• _TEXT EXCERPT_:

- Cover to The Crew #6 (Dec. 2003), art by J. H. Williams III.

Publication information
- Publisher: Marvel Comics
- Schedule: Monthly
- Format: Ongoing series
- Publication date: July 2003 – January 2004 April 2017 – Nov. 2017
- No. of issues: (1st series) 7 (2nd series) 6
- Main characters: The Crew: Junta, Josiah X, Kasper Cole, War Machine; Black Panther and the Crew: Black Panther, Eden Fesi, Luke Cage, Misty Knight, Storm;

Creative team
- Created by: Christopher Priest (writer) Joe Bennett (artist)
- Written by: Ta-Nehisi Coates
- Penciller: Butch Guice

= The Crew (comics) =

Superhero comic book

The Crew, later Black Panther and the Crew, is a comic book series published by Marvel Comics featuring teams of superheroes primarily of African descent banding together in New York City to fight injustice.

The first series was published in 2003 and ran for seven issues. The series was written by Christopher Priest and illustrated by Joe Bennett. The second series, a revival known as Black Panther and the Crew, was published in 2017 and ran for six issues. It was written by Ta-Nehisi Coates and illustrated by Butch Guice.

==Publication history==
=== 2003 series ===
According to writer Christopher Priest's pitch, The Crew was about four hardened heroes who had all lost their families and came together initially out of self-interest, but would soon discover their commonality of loss. The Crew consisted of orphans. These men were dedicated to their respective goals, but each had a hole in his center. The seven stories released prior to cancellation were introductory pieces. If the series had continued, it would have highlighted each man's personal evolution.

The first story arc, Big Trouble In Little Mogadishu, was focused on the origin of Josiah X, son of Isaiah Bradley from Truth: Red, White & Black. Writer Priest intended that Josiah would eventually lead the team.

=== 2017 series ===
After the success of his run on Black Panther, Coates launched the spin-off title Black Panther and the Crew, a revival of the 2003 series.

Coates originally wanted to use the same characters from the 2003 series, but found that a number of them weren't available. After selecting a new Crew, he ultimately added two female members — Misty Knight and Storm. Poet Yona Harvey also contributed to the series (as she did on another short-lived Black Panther spin-off, World of Wakanda). Black Panther and the Crew ran six issues before being canceled due to low sales.

• _PROVIDED RECORDS_:
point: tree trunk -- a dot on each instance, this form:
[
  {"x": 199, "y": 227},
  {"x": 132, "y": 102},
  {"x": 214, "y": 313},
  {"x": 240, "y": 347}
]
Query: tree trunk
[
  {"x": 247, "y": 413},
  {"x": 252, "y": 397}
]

• _WHAT NEEDS TO BE DONE_: Rewrite the part of the text on The Crew comics starting with "The first story" and going on through "to low sales.", changing "canceled" to "discontinued".

• _REPLY TO THE TASK_:
The first story arc, Big Trouble In Little Mogadishu, was focused on the origin of Josiah X, son of Isaiah Bradley from Truth: Red, White & Black. Writer Priest intended that Josiah would eventually lead the team.

=== 2017 series ===
After the success of his run on Black Panther, Coates launched the spin-off title Black Panther and the Crew, a revival of the 2003 series.

Coates originally wanted to use the same characters from the 2003 series, but found that a number of them weren't available. After selecting a new Crew, he ultimately added two female members — Misty Knight and Storm. Poet Yona Harvey also contributed to the series (as she did on another short-lived Black Panther spin-off, World of Wakanda). Black Panther and the Crew ran six issues before being discontinued due to low sales.